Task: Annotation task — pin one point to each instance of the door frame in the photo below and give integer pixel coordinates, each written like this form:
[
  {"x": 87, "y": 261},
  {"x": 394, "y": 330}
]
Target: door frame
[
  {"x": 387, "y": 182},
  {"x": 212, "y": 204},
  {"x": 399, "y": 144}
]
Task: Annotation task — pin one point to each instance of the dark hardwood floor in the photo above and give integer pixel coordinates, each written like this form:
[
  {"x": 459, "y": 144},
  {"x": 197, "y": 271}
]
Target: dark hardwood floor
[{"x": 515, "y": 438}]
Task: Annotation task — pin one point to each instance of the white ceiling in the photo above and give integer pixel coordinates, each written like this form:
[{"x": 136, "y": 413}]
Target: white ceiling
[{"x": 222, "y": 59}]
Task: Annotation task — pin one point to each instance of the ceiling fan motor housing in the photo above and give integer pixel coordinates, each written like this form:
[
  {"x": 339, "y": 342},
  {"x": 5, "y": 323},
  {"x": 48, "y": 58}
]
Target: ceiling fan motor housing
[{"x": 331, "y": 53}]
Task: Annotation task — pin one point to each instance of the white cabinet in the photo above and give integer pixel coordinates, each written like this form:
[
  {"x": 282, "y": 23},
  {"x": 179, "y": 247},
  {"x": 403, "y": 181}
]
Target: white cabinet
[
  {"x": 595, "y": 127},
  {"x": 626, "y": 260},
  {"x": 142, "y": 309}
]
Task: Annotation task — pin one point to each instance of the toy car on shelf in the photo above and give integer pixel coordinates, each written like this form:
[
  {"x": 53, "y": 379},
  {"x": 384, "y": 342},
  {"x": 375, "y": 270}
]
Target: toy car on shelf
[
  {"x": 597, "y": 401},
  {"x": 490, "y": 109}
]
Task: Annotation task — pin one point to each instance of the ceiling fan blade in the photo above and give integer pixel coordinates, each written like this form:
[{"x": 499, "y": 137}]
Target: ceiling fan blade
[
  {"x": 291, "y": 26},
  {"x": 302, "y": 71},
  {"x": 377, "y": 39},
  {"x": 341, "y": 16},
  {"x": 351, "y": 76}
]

===============

About this exercise
Every line of the listing above is to be written out again exactly.

Completed task
Task: Annotation task — pin one point to each instance of the door frame in the photo below and give integer pixel coordinates, each written like this form:
[
  {"x": 87, "y": 261},
  {"x": 394, "y": 330}
]
Target: door frame
[
  {"x": 387, "y": 182},
  {"x": 212, "y": 204},
  {"x": 399, "y": 144}
]
Task: Annotation task — pin one point to each instance of the dark hardwood floor in the photo above and give integer pixel coordinates, each written like this form:
[
  {"x": 459, "y": 144},
  {"x": 197, "y": 271}
]
Target: dark hardwood floor
[{"x": 515, "y": 438}]
Task: Annotation task — pin one point to each instance of the white ceiling in the photo above and give integer pixel coordinates, each written like this form:
[{"x": 136, "y": 413}]
Target: white ceiling
[{"x": 222, "y": 59}]
Task: Annotation task — pin one point to each instance of the ceiling fan motor housing in the photo above and give integer pixel coordinates, each written like this form:
[
  {"x": 339, "y": 342},
  {"x": 5, "y": 323},
  {"x": 48, "y": 58}
]
Target: ceiling fan motor housing
[{"x": 331, "y": 53}]
Task: Annotation task — pin one point to each instance of the white cabinet in the photo above and give integer pixel coordinates, each written like this form:
[
  {"x": 282, "y": 23},
  {"x": 179, "y": 247},
  {"x": 403, "y": 181}
]
Target: white cabinet
[
  {"x": 595, "y": 127},
  {"x": 626, "y": 260},
  {"x": 142, "y": 309}
]
Task: Annotation task — pin one point to each instance of the toy car on shelf in the photo above and give integer pixel coordinates, each written like this form:
[
  {"x": 53, "y": 379},
  {"x": 384, "y": 342},
  {"x": 375, "y": 270}
]
Target: toy car on shelf
[
  {"x": 597, "y": 401},
  {"x": 490, "y": 109}
]
Task: Annotation task — pin one point to each instance of the ceiling fan blade in the photo above and give integer pixel coordinates, each written like this form:
[{"x": 499, "y": 137}]
Target: ceiling fan blade
[
  {"x": 291, "y": 26},
  {"x": 302, "y": 71},
  {"x": 377, "y": 39},
  {"x": 341, "y": 16},
  {"x": 351, "y": 76}
]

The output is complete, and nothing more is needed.